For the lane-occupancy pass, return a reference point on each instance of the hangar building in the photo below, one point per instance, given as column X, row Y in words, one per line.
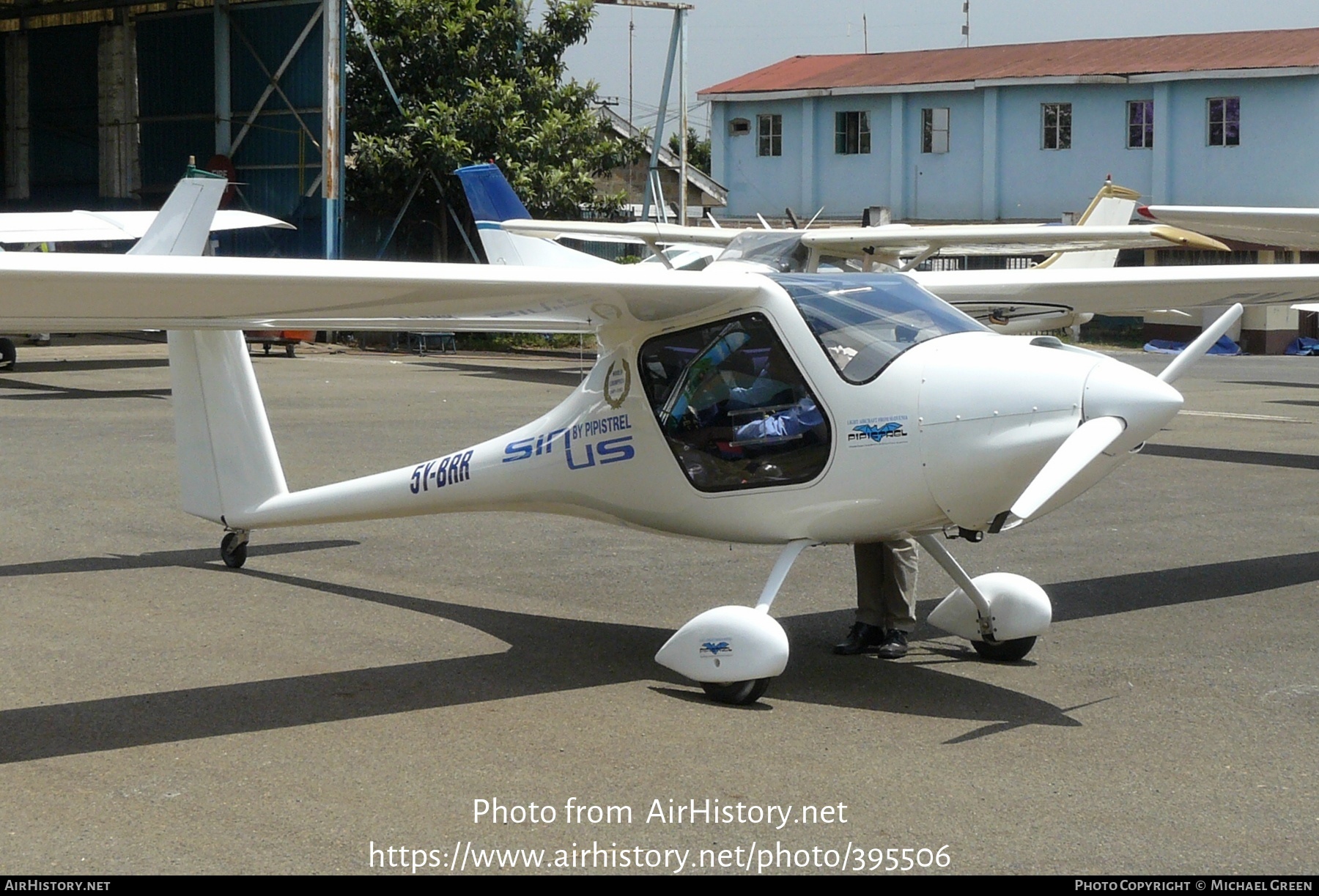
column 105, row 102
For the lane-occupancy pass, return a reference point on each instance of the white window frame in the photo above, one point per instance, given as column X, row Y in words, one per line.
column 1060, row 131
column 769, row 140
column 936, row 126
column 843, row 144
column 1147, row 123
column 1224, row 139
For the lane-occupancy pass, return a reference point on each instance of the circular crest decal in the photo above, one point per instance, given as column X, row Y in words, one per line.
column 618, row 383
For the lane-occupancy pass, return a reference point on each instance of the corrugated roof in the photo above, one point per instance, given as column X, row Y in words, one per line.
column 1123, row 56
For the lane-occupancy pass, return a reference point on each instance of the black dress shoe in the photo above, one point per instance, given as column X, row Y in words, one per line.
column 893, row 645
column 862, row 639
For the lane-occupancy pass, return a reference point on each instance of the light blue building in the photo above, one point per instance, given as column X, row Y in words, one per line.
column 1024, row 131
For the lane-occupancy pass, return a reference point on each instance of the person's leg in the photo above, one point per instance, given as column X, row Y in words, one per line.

━━━━━━━━━━━━━━━━━━━━

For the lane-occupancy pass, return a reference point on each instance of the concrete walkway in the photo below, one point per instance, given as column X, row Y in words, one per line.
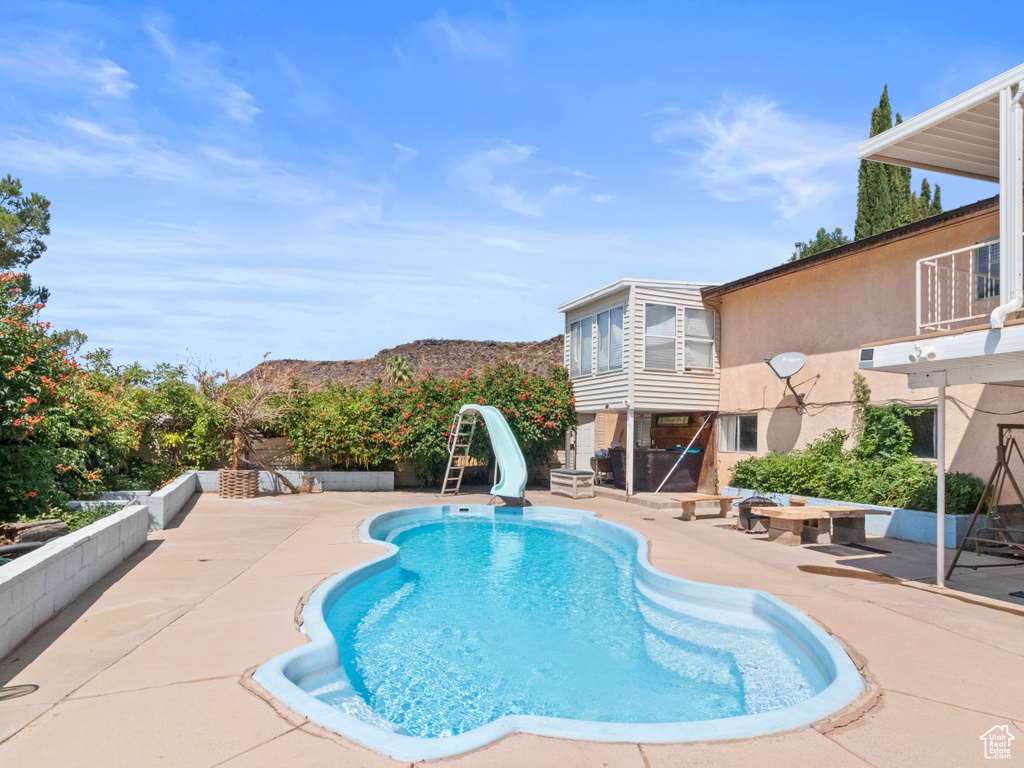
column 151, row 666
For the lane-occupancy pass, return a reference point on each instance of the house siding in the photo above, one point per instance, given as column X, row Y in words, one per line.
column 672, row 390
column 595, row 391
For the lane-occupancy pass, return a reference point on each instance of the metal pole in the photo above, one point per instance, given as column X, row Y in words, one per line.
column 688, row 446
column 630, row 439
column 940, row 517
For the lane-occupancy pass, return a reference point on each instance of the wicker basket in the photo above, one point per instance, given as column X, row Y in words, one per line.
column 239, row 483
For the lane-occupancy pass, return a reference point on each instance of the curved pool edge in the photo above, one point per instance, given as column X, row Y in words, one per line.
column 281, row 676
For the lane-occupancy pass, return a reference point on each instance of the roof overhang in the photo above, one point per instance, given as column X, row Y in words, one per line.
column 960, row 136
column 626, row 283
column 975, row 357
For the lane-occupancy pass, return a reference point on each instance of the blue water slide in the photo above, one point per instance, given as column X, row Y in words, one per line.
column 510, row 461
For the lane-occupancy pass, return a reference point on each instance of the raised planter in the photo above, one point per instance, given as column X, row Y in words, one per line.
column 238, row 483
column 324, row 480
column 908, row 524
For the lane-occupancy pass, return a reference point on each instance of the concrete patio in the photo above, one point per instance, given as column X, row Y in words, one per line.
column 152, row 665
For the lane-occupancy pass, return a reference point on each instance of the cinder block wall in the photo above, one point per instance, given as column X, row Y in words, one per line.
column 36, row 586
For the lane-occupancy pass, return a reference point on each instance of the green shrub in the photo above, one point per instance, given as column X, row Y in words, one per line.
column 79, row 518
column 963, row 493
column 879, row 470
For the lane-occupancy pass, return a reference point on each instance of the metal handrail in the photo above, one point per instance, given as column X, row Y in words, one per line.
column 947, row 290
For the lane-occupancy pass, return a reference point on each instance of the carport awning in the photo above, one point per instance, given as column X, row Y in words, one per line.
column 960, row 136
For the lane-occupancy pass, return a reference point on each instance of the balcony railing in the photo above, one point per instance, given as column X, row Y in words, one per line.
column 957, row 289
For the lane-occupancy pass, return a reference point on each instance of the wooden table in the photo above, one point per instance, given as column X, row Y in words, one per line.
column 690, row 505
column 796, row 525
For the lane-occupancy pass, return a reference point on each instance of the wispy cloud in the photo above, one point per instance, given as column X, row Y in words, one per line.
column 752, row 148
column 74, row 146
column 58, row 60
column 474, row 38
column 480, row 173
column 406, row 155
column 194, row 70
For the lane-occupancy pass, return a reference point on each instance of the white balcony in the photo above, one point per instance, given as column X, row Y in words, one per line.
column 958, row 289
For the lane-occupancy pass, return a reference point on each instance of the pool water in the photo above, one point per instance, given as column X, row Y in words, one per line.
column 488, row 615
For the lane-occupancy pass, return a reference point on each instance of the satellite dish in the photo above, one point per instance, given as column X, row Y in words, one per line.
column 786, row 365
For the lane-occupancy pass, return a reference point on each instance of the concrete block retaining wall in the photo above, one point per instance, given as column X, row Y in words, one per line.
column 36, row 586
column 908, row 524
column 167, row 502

━━━━━━━━━━━━━━━━━━━━

Zet de regels van de regel met "of the wispy" tot en met de regel met "column 958, row 289" om in een JSON-lijst van strings. Maak één string per regel en laat lege regels weg.

### ANTWOORD
[
  "For the lane-occupancy pass, return a reference point on each instance of the wispy cloud in the photo above, one point per instance, given as column X, row Y in words, one per line.",
  "column 752, row 148",
  "column 74, row 146",
  "column 58, row 60",
  "column 474, row 38",
  "column 480, row 173",
  "column 406, row 155",
  "column 194, row 70",
  "For the lane-occupancy pass, return a reference point on each instance of the white balcony in the photo above, one point per instance, given as column X, row Y in words, one per line.",
  "column 958, row 289"
]